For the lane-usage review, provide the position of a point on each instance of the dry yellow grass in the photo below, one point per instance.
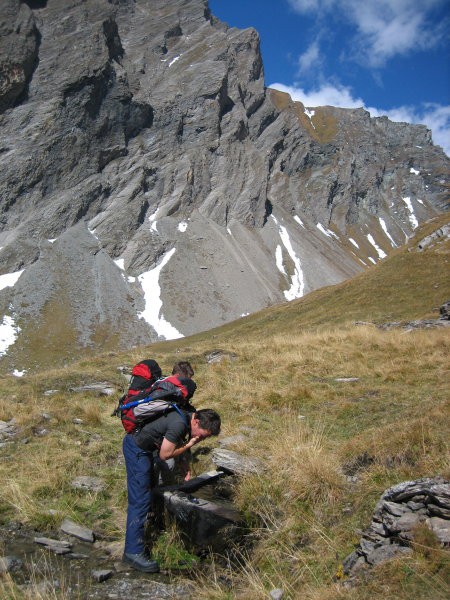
(288, 391)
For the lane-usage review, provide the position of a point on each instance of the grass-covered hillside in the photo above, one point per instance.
(390, 423)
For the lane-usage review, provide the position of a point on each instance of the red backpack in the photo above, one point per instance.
(150, 397)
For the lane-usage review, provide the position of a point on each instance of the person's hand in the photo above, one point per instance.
(192, 442)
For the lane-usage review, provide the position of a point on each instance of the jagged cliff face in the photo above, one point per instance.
(151, 186)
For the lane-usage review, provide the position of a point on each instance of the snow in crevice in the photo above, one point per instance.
(388, 235)
(10, 279)
(174, 60)
(326, 231)
(92, 232)
(297, 281)
(310, 114)
(412, 217)
(381, 253)
(152, 219)
(153, 303)
(299, 221)
(8, 334)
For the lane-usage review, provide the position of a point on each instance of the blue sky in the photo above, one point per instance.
(390, 56)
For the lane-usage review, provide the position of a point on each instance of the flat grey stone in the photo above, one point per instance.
(441, 528)
(101, 575)
(103, 388)
(78, 531)
(386, 552)
(10, 563)
(235, 462)
(85, 482)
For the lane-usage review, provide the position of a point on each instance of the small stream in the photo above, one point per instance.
(44, 574)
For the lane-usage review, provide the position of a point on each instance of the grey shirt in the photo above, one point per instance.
(171, 426)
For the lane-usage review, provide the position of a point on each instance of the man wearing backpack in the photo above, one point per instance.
(162, 438)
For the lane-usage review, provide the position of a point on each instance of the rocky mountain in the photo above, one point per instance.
(152, 186)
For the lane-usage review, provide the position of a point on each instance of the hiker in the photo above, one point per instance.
(159, 440)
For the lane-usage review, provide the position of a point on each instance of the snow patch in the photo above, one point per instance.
(327, 232)
(380, 252)
(412, 217)
(384, 228)
(279, 260)
(153, 303)
(297, 281)
(299, 221)
(10, 279)
(8, 334)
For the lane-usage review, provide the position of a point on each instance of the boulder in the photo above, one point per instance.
(397, 514)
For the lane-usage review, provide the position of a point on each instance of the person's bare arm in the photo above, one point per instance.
(170, 450)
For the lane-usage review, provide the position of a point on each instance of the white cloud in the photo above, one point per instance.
(326, 95)
(435, 116)
(382, 28)
(311, 59)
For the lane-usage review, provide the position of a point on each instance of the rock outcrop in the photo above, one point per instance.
(152, 186)
(401, 509)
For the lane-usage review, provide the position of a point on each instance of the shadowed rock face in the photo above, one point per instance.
(146, 127)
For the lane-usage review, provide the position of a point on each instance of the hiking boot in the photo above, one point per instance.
(141, 562)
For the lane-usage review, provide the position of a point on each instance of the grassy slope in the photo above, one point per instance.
(389, 425)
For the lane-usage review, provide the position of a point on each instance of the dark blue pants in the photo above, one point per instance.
(139, 466)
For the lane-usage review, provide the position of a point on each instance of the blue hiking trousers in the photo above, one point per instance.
(139, 465)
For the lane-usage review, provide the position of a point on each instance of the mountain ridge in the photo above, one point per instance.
(146, 136)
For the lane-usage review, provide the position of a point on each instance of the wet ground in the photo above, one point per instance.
(78, 575)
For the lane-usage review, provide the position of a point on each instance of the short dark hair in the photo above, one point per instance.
(209, 420)
(183, 368)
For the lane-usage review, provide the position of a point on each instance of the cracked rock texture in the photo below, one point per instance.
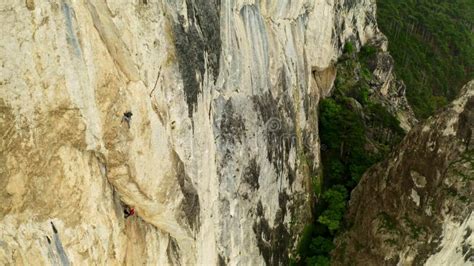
(416, 207)
(219, 153)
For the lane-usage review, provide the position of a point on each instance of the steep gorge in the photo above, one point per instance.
(222, 144)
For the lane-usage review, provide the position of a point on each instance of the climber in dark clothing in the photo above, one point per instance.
(127, 117)
(127, 211)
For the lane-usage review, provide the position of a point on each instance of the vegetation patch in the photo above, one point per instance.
(432, 44)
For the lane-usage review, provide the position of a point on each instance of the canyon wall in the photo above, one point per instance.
(416, 207)
(218, 156)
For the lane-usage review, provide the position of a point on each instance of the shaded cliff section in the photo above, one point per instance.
(408, 208)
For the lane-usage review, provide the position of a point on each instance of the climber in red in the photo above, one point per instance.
(128, 211)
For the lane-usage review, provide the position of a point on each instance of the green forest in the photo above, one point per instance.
(432, 44)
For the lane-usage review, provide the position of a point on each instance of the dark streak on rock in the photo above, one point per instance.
(192, 44)
(190, 207)
(251, 174)
(231, 125)
(221, 261)
(173, 252)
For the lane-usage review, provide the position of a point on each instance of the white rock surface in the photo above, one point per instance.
(211, 179)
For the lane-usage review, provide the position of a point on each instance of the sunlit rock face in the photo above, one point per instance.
(416, 208)
(219, 152)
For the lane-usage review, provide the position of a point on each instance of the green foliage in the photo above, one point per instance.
(349, 48)
(432, 44)
(349, 122)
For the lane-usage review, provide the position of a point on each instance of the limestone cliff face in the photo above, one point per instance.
(222, 141)
(417, 207)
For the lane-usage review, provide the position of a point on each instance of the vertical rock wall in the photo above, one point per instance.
(221, 146)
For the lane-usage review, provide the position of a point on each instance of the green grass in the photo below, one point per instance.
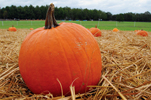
(103, 25)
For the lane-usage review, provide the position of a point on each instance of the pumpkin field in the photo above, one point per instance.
(69, 61)
(126, 68)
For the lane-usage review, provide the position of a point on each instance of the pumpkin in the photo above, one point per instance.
(136, 30)
(115, 30)
(57, 55)
(142, 33)
(95, 31)
(31, 29)
(12, 28)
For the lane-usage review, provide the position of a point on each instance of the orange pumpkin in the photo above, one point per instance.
(12, 28)
(95, 31)
(31, 29)
(142, 33)
(57, 54)
(115, 30)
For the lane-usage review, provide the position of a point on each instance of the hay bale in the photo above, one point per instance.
(126, 62)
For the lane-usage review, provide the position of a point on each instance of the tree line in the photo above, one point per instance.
(67, 13)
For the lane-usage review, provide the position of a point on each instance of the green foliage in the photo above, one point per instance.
(103, 25)
(66, 13)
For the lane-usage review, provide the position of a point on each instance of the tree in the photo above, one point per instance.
(109, 16)
(5, 14)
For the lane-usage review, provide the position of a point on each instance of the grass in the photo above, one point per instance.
(103, 25)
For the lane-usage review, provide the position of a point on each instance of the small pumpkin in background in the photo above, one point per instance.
(136, 30)
(65, 54)
(12, 29)
(142, 33)
(31, 29)
(95, 31)
(115, 30)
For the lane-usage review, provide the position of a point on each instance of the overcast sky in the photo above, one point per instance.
(113, 6)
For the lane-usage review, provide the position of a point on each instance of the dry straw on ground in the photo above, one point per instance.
(126, 72)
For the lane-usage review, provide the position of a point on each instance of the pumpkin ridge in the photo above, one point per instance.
(62, 46)
(52, 71)
(88, 63)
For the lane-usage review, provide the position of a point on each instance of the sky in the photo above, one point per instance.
(112, 6)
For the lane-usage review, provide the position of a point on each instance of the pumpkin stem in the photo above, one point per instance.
(50, 18)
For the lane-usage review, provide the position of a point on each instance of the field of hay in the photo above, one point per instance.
(126, 72)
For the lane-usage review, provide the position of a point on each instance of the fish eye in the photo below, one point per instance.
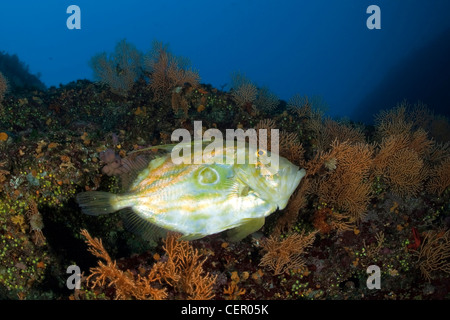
(208, 176)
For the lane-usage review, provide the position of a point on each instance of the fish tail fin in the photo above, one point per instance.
(97, 203)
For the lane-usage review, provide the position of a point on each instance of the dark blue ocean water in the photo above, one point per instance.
(319, 47)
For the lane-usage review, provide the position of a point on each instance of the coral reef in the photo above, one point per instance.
(373, 195)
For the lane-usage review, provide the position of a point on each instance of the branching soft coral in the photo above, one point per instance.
(168, 72)
(399, 162)
(182, 269)
(342, 177)
(434, 253)
(286, 254)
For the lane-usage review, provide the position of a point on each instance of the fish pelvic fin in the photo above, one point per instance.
(96, 203)
(248, 226)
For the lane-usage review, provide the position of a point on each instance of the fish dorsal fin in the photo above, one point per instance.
(142, 227)
(247, 227)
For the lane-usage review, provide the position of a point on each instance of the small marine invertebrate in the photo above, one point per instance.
(286, 254)
(341, 178)
(168, 73)
(36, 223)
(181, 269)
(119, 70)
(399, 162)
(440, 178)
(434, 253)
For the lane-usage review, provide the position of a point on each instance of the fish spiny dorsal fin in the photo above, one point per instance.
(131, 169)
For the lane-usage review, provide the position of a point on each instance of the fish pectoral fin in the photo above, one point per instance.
(249, 226)
(142, 227)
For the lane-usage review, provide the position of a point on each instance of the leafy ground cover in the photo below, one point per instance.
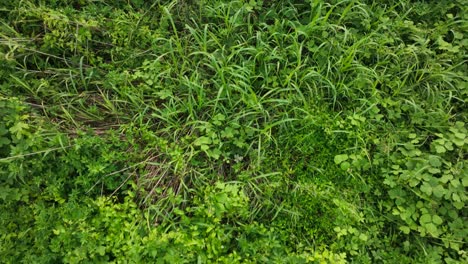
(233, 131)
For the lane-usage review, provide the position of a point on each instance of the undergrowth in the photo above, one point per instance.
(233, 131)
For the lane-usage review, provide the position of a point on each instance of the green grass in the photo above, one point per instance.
(233, 131)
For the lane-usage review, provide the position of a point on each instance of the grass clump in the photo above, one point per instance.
(233, 131)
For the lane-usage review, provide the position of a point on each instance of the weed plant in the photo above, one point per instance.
(233, 131)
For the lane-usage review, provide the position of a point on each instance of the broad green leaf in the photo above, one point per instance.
(340, 158)
(434, 161)
(345, 165)
(432, 229)
(438, 191)
(406, 230)
(425, 218)
(437, 220)
(202, 141)
(440, 149)
(426, 188)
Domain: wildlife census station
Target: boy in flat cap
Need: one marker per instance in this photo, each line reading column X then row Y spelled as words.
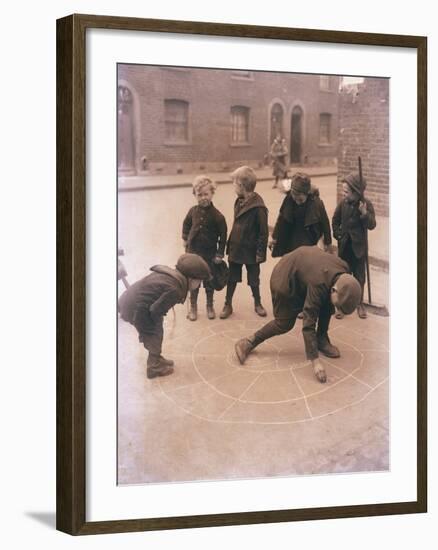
column 204, row 232
column 302, row 219
column 353, row 217
column 145, row 303
column 314, row 282
column 248, row 239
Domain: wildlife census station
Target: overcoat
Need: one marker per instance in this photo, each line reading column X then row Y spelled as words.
column 205, row 231
column 348, row 223
column 302, row 281
column 316, row 224
column 248, row 239
column 145, row 302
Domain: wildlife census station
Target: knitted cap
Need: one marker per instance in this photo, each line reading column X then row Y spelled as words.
column 349, row 293
column 193, row 267
column 353, row 181
column 301, row 183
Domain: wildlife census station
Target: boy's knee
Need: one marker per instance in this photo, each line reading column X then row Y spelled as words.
column 284, row 325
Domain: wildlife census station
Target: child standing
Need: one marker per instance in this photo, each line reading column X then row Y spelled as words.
column 278, row 154
column 302, row 219
column 204, row 233
column 248, row 239
column 353, row 217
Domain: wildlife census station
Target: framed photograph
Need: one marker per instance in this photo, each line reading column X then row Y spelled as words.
column 241, row 274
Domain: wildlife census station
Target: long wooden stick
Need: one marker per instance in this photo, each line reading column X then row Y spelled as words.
column 367, row 264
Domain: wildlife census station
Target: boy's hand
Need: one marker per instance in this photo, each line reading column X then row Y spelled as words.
column 272, row 243
column 363, row 208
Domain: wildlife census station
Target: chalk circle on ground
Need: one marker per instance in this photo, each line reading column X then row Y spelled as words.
column 276, row 385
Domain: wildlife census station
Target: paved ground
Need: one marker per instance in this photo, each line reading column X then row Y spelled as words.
column 216, row 419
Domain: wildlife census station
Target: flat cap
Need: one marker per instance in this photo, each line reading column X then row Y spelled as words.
column 349, row 293
column 193, row 267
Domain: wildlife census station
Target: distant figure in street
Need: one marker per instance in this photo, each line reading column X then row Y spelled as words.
column 204, row 232
column 278, row 154
column 248, row 239
column 302, row 219
column 353, row 217
column 145, row 303
column 314, row 282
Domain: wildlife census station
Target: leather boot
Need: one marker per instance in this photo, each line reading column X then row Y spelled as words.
column 361, row 311
column 193, row 312
column 243, row 348
column 156, row 367
column 166, row 362
column 211, row 314
column 226, row 312
column 328, row 349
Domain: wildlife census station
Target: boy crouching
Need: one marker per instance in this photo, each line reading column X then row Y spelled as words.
column 145, row 303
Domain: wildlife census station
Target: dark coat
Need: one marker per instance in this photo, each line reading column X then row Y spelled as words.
column 302, row 281
column 145, row 302
column 316, row 225
column 205, row 231
column 248, row 239
column 348, row 223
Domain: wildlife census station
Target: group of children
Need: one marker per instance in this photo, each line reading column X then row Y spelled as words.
column 307, row 282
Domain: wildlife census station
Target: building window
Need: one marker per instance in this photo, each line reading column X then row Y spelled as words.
column 276, row 121
column 324, row 82
column 176, row 120
column 239, row 124
column 324, row 128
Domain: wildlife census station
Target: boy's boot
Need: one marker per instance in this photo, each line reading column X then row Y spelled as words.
column 327, row 348
column 361, row 311
column 157, row 367
column 227, row 311
column 259, row 309
column 193, row 311
column 243, row 348
column 210, row 309
column 228, row 308
column 166, row 362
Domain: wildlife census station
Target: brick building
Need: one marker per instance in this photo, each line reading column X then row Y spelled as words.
column 185, row 120
column 364, row 132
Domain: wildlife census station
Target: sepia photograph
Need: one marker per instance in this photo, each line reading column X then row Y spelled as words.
column 253, row 274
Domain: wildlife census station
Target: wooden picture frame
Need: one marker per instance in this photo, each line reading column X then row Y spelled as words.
column 71, row 273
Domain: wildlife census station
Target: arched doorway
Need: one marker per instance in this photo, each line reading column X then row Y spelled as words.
column 276, row 122
column 126, row 142
column 296, row 134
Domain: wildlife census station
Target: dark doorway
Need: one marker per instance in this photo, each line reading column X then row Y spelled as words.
column 126, row 145
column 296, row 134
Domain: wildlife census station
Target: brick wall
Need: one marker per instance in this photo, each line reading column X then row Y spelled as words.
column 210, row 94
column 364, row 132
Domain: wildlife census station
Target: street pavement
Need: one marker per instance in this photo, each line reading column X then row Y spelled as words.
column 216, row 419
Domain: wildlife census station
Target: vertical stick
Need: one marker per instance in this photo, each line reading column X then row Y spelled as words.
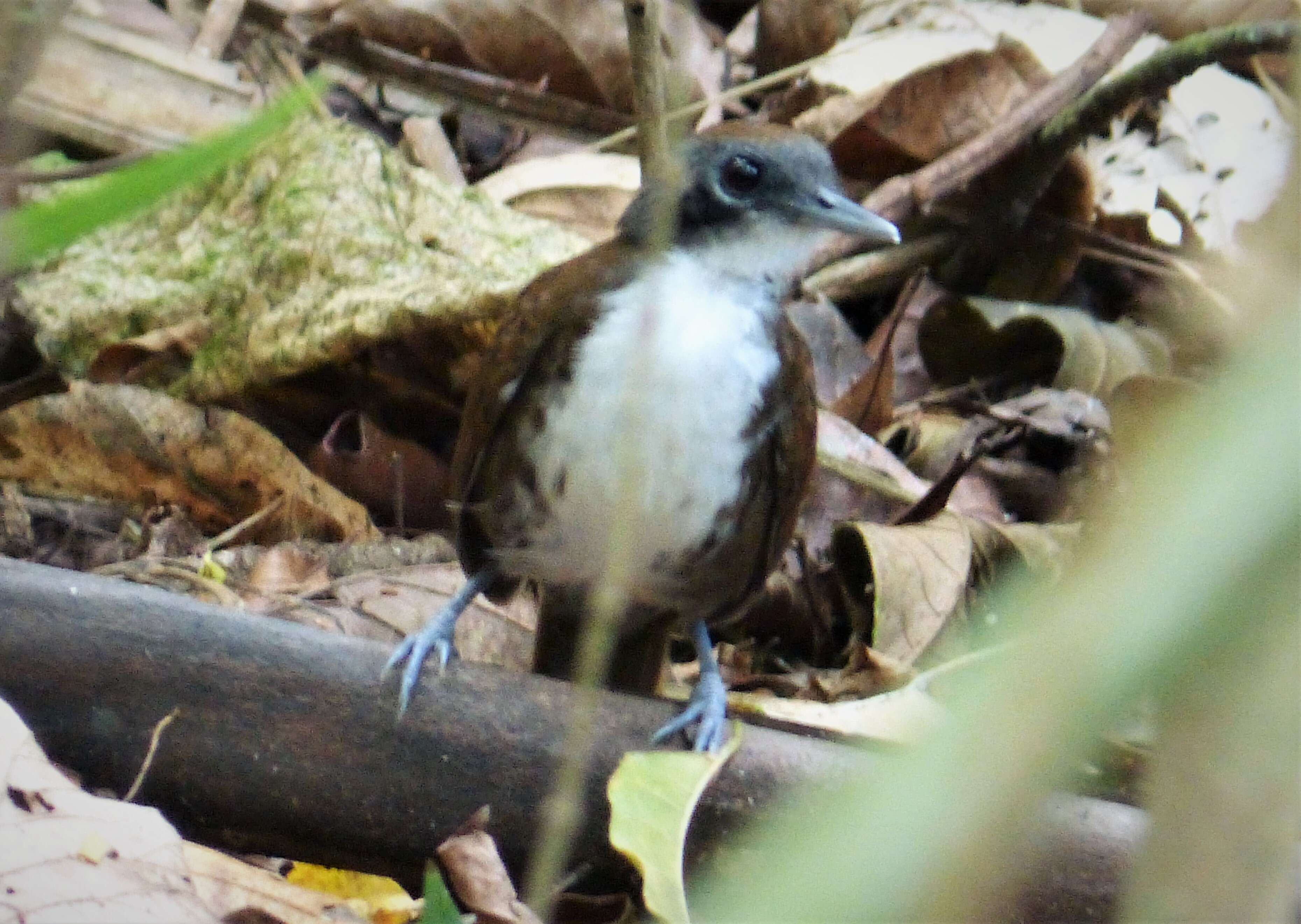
column 609, row 598
column 219, row 25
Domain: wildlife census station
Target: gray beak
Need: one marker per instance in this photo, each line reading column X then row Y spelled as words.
column 831, row 210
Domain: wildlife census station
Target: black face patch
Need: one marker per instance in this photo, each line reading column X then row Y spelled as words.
column 729, row 180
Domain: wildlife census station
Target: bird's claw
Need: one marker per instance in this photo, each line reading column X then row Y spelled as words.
column 707, row 710
column 415, row 648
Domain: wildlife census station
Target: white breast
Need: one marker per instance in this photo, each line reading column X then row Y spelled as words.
column 661, row 388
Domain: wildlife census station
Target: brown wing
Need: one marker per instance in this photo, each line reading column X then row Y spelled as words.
column 793, row 442
column 776, row 478
column 534, row 347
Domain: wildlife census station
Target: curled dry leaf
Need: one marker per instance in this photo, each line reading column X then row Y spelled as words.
column 919, row 577
column 154, row 358
column 375, row 898
column 578, row 47
column 901, row 716
column 71, row 858
column 289, row 569
column 963, row 74
column 1017, row 343
column 388, row 474
column 652, row 797
column 231, row 887
column 582, row 191
column 1220, row 158
column 790, row 32
column 129, row 444
column 478, row 877
column 322, row 245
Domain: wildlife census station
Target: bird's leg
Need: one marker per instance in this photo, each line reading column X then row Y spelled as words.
column 708, row 703
column 435, row 637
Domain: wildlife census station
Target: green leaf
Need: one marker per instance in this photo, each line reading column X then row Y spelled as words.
column 43, row 227
column 439, row 905
column 652, row 798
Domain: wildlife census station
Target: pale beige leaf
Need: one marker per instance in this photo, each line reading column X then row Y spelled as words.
column 229, row 886
column 130, row 444
column 72, row 858
column 578, row 47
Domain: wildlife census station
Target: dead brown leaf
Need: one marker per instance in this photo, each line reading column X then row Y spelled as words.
column 129, row 444
column 154, row 358
column 289, row 569
column 583, row 191
column 580, row 47
column 478, row 877
column 399, row 481
column 231, row 887
column 919, row 577
column 795, row 30
column 74, row 858
column 1019, row 343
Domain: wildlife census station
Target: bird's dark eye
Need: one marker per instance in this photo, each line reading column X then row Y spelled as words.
column 741, row 175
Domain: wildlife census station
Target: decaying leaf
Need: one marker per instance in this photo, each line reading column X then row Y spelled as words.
column 71, row 858
column 375, row 898
column 1220, row 157
column 919, row 577
column 902, row 716
column 478, row 876
column 399, row 481
column 289, row 569
column 790, row 32
column 1176, row 19
column 153, row 358
column 578, row 47
column 129, row 444
column 898, row 716
column 1015, row 343
column 231, row 887
column 318, row 248
column 875, row 132
column 652, row 798
column 582, row 191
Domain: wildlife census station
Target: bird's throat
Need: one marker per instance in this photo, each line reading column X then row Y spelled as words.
column 652, row 430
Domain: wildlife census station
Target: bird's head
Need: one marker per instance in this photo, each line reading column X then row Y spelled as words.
column 756, row 201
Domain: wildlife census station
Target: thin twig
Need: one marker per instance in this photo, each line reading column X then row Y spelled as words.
column 609, row 598
column 93, row 168
column 900, row 198
column 880, row 270
column 149, row 755
column 246, row 524
column 1092, row 112
column 746, row 89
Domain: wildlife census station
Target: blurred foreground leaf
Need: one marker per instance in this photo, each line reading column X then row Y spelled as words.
column 652, row 797
column 43, row 227
column 439, row 906
column 1205, row 552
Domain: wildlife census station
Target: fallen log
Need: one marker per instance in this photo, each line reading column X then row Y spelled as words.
column 287, row 744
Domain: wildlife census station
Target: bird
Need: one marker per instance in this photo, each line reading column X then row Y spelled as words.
column 720, row 430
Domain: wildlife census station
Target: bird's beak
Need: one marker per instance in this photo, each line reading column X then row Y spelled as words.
column 840, row 213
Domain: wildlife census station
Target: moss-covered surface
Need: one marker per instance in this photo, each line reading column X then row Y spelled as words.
column 320, row 245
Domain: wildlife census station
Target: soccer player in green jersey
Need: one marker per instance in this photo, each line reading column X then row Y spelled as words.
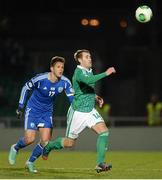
column 82, row 112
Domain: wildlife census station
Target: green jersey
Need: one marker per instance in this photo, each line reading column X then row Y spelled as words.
column 83, row 84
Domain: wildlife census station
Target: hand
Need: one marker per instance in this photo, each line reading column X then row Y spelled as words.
column 100, row 101
column 110, row 70
column 19, row 113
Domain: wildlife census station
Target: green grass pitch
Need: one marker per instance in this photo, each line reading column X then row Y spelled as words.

> **WHAT THIS TASK INVOLVES**
For each line above that contains "bird", add one to a count, then state only the final number.

> **OUTPUT FOR THIS TASK**
7